▶ [Assigned task]: Please write out all the entries exactly, without the pictures.

++++ Extracted records

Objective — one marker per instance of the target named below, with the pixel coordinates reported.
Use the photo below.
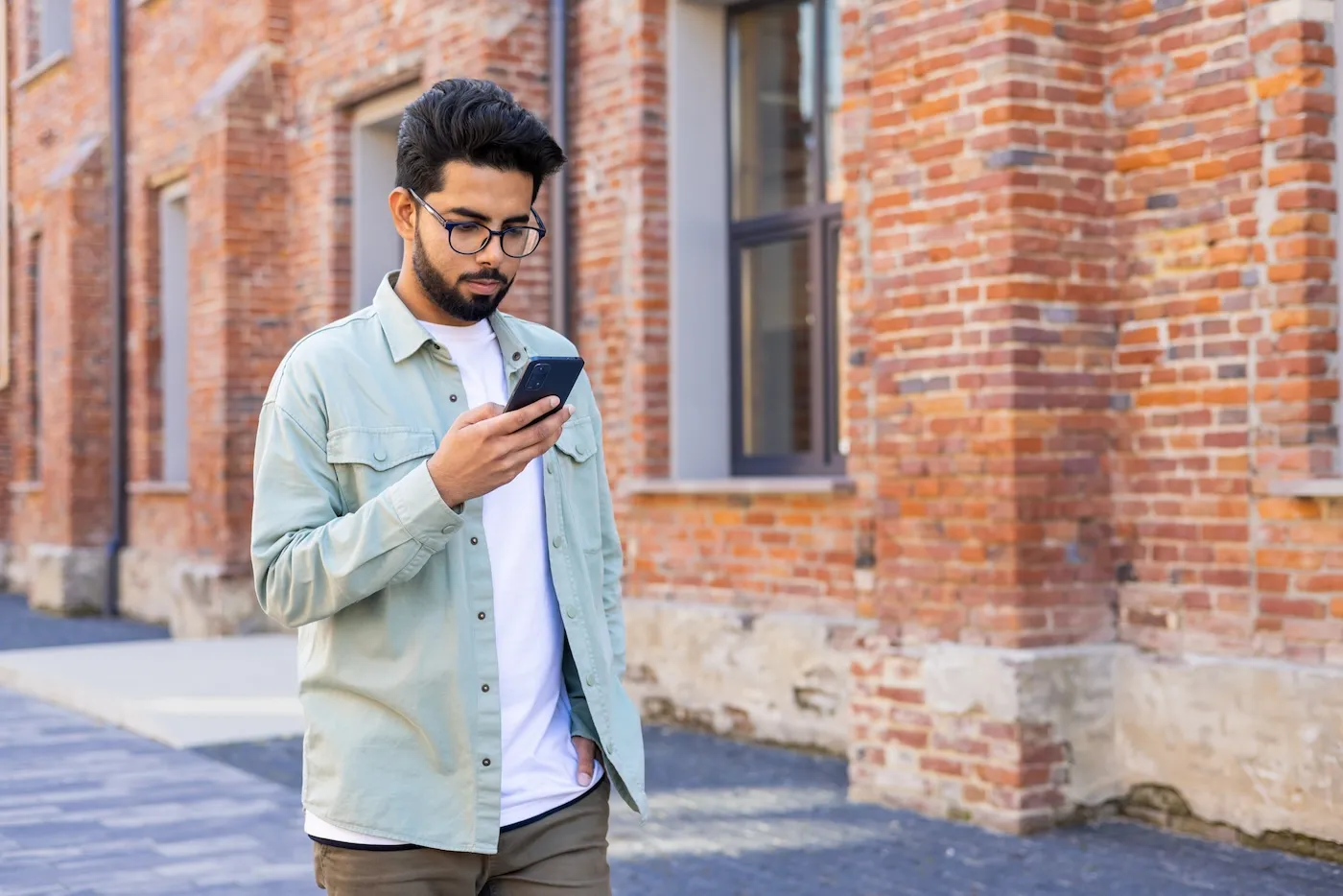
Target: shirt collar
(406, 336)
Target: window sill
(744, 485)
(40, 69)
(151, 486)
(1318, 488)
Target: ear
(405, 212)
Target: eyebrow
(470, 212)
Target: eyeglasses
(469, 237)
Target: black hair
(474, 121)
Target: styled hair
(474, 121)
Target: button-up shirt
(389, 589)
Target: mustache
(483, 277)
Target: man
(453, 571)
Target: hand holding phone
(489, 445)
(546, 378)
(487, 448)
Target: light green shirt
(389, 589)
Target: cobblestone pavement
(738, 819)
(20, 627)
(86, 809)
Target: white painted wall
(175, 316)
(700, 352)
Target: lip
(483, 286)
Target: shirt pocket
(366, 460)
(579, 473)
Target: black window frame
(818, 222)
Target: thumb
(587, 750)
(476, 415)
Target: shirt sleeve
(309, 560)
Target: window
(35, 359)
(174, 316)
(49, 30)
(786, 184)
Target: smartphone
(543, 378)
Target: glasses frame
(450, 224)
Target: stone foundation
(60, 579)
(194, 600)
(762, 676)
(1007, 739)
(1023, 739)
(1252, 743)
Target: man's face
(469, 288)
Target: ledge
(151, 486)
(37, 70)
(744, 485)
(1322, 488)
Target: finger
(528, 445)
(524, 416)
(539, 436)
(477, 413)
(587, 750)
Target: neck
(420, 305)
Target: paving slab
(181, 694)
(87, 809)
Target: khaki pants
(561, 853)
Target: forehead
(499, 194)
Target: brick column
(618, 180)
(987, 291)
(239, 291)
(69, 512)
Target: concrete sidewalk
(181, 694)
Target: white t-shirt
(540, 764)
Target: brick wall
(1229, 335)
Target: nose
(492, 252)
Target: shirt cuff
(580, 720)
(420, 509)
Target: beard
(463, 306)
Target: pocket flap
(380, 449)
(577, 439)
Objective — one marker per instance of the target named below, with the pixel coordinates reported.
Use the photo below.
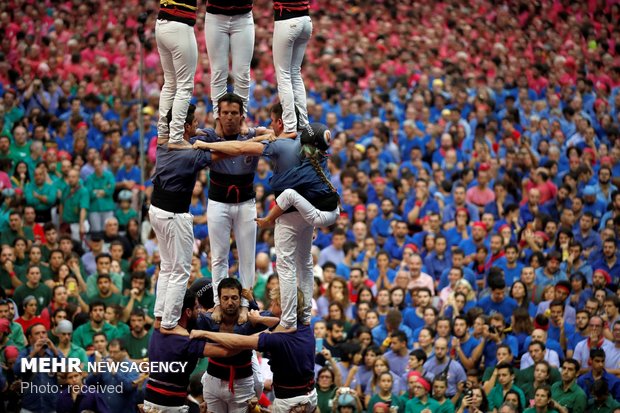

++++++++

▶ [Answer section]:
Objective — one marker per instance of the target named below, with the pixel coordinates reported.
Use the photo below.
Target: shirt collar
(406, 336)
Target: window sill
(744, 485)
(40, 69)
(151, 486)
(1318, 488)
Target: ear
(405, 212)
Target: eyebrow
(470, 212)
Target: eyeglasses
(469, 237)
Target: black hair
(474, 121)
Target: styled hair
(474, 121)
Target: button-up shirt
(389, 589)
Target: mustache
(483, 277)
Target: man
(453, 571)
Target: hand holding phone
(489, 445)
(546, 378)
(487, 448)
Target: light green shirt
(389, 589)
Target: cobblestone pavement
(738, 819)
(20, 627)
(86, 809)
Target: white painted wall
(175, 316)
(700, 352)
Target: lip
(483, 286)
Target: shirt pocket
(366, 460)
(579, 473)
Target: black window frame
(818, 222)
Target: thumb
(587, 750)
(476, 415)
Target: shirt sleeve
(309, 560)
Target: window
(35, 359)
(174, 316)
(49, 30)
(786, 184)
Target: smartphone
(543, 378)
Target: glasses frame
(450, 224)
Target: stone foundation
(60, 579)
(194, 600)
(762, 676)
(1007, 739)
(1023, 739)
(1252, 743)
Target: man's face
(469, 288)
Target: ledge
(151, 486)
(37, 70)
(744, 485)
(1322, 488)
Target: finger
(528, 445)
(524, 416)
(539, 436)
(477, 413)
(587, 750)
Target: neck
(420, 305)
Target: paving slab
(181, 694)
(87, 809)
Target: khaki pants
(561, 853)
Target: forehead
(499, 194)
Target: brick column
(618, 180)
(987, 291)
(239, 291)
(69, 512)
Target: concrete sidewalk
(181, 694)
Target: white t-shirt
(540, 764)
Target: brick wall
(1229, 335)
Target: nose
(492, 252)
Target: shirt cuff
(580, 720)
(420, 509)
Target: beard
(463, 306)
Target: pocket flap
(380, 449)
(577, 439)
Objective — one marker per instance of the target named below, with the pixel coordinates reported.
Use the photo below.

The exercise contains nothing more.